● **Task to complete**
Copy out the records again. Change nothing.

● **Exercise material**
::::

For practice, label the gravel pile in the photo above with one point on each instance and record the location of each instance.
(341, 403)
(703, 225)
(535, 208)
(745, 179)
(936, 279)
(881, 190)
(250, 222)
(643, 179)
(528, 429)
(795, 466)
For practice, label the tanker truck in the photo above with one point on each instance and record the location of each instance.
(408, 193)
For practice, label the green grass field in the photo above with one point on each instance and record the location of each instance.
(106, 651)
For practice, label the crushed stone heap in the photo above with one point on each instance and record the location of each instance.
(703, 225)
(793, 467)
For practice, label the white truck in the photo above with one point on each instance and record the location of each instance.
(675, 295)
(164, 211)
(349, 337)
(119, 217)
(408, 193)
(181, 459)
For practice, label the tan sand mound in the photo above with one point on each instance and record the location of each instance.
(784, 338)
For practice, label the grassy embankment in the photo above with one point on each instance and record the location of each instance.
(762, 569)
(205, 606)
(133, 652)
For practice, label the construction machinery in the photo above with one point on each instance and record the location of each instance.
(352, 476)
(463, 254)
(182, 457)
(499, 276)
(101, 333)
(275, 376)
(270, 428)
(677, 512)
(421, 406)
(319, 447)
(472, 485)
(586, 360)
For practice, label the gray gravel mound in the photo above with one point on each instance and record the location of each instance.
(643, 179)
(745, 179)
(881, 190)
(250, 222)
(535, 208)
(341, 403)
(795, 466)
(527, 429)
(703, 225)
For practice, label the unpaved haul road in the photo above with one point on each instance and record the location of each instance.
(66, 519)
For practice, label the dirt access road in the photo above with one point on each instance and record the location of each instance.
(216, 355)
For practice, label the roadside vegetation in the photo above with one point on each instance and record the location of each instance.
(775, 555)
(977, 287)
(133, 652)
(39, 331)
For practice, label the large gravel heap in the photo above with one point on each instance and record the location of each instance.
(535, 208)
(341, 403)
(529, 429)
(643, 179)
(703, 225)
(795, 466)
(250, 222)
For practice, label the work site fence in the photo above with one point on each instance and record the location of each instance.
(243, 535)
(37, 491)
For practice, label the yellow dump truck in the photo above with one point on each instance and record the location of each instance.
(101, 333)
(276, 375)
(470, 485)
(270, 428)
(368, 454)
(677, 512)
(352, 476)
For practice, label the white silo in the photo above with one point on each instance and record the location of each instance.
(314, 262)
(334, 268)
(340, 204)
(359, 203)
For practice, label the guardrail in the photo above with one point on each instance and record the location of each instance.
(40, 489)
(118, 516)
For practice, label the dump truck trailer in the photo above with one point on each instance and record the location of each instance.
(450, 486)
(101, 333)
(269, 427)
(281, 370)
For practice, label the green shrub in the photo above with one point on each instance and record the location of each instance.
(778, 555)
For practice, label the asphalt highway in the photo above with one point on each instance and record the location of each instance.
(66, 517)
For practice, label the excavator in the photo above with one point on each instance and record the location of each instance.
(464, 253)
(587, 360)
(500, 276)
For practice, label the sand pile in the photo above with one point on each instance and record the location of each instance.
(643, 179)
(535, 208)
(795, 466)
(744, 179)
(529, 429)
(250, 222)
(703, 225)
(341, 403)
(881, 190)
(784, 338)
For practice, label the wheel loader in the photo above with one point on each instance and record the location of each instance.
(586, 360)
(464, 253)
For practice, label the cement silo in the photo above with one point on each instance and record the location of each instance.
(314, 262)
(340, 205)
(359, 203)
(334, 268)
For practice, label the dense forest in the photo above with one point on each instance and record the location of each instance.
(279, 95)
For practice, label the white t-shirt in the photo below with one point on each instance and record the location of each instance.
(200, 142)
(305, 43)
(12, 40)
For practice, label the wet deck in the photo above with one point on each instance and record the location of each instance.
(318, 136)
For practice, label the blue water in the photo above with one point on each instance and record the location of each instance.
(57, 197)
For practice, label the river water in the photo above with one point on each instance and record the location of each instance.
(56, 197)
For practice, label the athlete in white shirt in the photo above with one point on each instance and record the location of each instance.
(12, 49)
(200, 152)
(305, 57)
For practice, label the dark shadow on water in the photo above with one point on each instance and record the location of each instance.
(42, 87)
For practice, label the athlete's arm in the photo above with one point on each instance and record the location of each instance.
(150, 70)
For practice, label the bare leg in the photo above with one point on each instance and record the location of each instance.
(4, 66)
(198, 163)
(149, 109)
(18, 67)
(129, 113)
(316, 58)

::::

● **Worked solution**
For practice, label the gravel pile in the photo above with one point on each instance and record the location of each instance.
(341, 403)
(703, 225)
(535, 208)
(745, 179)
(936, 279)
(881, 190)
(250, 222)
(643, 179)
(528, 429)
(795, 466)
For practice, label the tanker truck in the photo above with one point on each instance and record the location of each instance.
(408, 193)
For practice, label the green grass field in the photo above with one point on each instance and record the location of each instance.
(106, 651)
For practice, label the crushed stone heap in the photo above with one point on each instance and record the location of each instance.
(703, 225)
(793, 467)
For practice, label the white truck in the photo above with one point on each instance and record the location of each instance.
(675, 295)
(164, 211)
(349, 337)
(119, 217)
(408, 193)
(181, 459)
For practice, label the tan sand mound in the photo above with one point on each instance and record the location of each instance.
(784, 338)
For practice, label the grassy embankment in the photo above with one point on each instance and record the location of each instance.
(762, 569)
(205, 606)
(133, 652)
For practice, label the construction machinery in the photo above with one point on each instance and record the location of each instance.
(352, 476)
(463, 254)
(182, 457)
(499, 276)
(101, 333)
(275, 376)
(270, 428)
(677, 512)
(421, 406)
(319, 447)
(472, 485)
(586, 360)
For practice, label the gray gravel mound in the photo above with one point on each instance and record the location of each instance.
(643, 179)
(745, 179)
(881, 190)
(250, 222)
(535, 208)
(341, 403)
(795, 466)
(527, 429)
(703, 225)
For practice, label the unpaved haul road in the photo above with one point on each instance and record the location of each instance.
(66, 519)
For practice, label the dirt access road in the photo above with one point on each instance and record the location of each instance.
(216, 355)
For practice, label the roadside vegetation in the photo above with one point on each instance and record the location of each instance.
(775, 555)
(977, 287)
(133, 652)
(39, 331)
For practice, label the large gravel heap in the photo above with one point on each instance and record the location of each instance.
(535, 208)
(341, 403)
(529, 429)
(643, 179)
(703, 225)
(795, 466)
(250, 222)
For practice, label the work site fence in the photo above with one point on each instance and record the location of each instance.
(243, 535)
(37, 491)
For practice, label the yellow dump truck in the photo above with one point on each instance and record the location of each instance.
(101, 333)
(276, 375)
(470, 485)
(270, 428)
(368, 454)
(677, 512)
(352, 476)
For practice, label the white silo in the photo above with one point on each instance and record the location of each instance.
(314, 262)
(334, 268)
(340, 204)
(359, 203)
For practice, label the guardrail in the photo above with one point on each instance and record the location of each instance.
(40, 489)
(118, 516)
For practice, label the dump truck trailer in the photo above with one point on each instance and record the location of each instance.
(450, 486)
(101, 333)
(269, 427)
(281, 370)
For practice, label the green shrub in the photo above with one point on each instance and record the location of each instance.
(778, 555)
For practice, label the asphalt highway in the photo above with one point on each instance and record the location of each instance.
(66, 517)
For practice, label the excavator in the photo above with one point on each instance and record the location of each instance.
(464, 253)
(587, 360)
(500, 276)
For practice, label the sand pile in the photo above with one point on each instance and record the location of each instance.
(643, 179)
(535, 208)
(795, 466)
(744, 179)
(529, 429)
(250, 222)
(703, 225)
(341, 403)
(881, 190)
(784, 338)
For practice, label the wheel loader in the photo above with one point on each instance and record the location of each instance.
(586, 360)
(464, 253)
For practice, label the cement silo in the photo above with one point on each instance and record the location of each instance.
(314, 262)
(340, 205)
(359, 203)
(334, 268)
For practice, label the dense forest in the photo above with one point on each instance and record the location of each instance.
(279, 95)
For practice, label the white t-shirt in the photo below with one point on each instance and record the location of each instance.
(200, 142)
(305, 43)
(12, 40)
For practice, label the wet deck in the photo above with one point on each instance and record the location of each instance.
(318, 136)
For practice, label the blue water in the photo above with one point on each instance and record the location of each instance.
(57, 197)
For practice, label the river water in the photo above with one point on each instance and record the location of each instance.
(56, 197)
For practice, label the athlete in white shirt in the photo above with one point on each instance and record the location of each instance.
(12, 49)
(200, 152)
(305, 57)
For practice, label the dark shadow on water in the photo above with one point on each instance and record the location of each instance.
(42, 87)
For practice, label the athlete's arm in the photo above with one point on each instance and record the location of each instance.
(150, 70)
For practice, label the bare leg in the photo above with one point on each instance and record the location of each instance.
(4, 66)
(198, 163)
(149, 109)
(18, 67)
(129, 113)
(316, 58)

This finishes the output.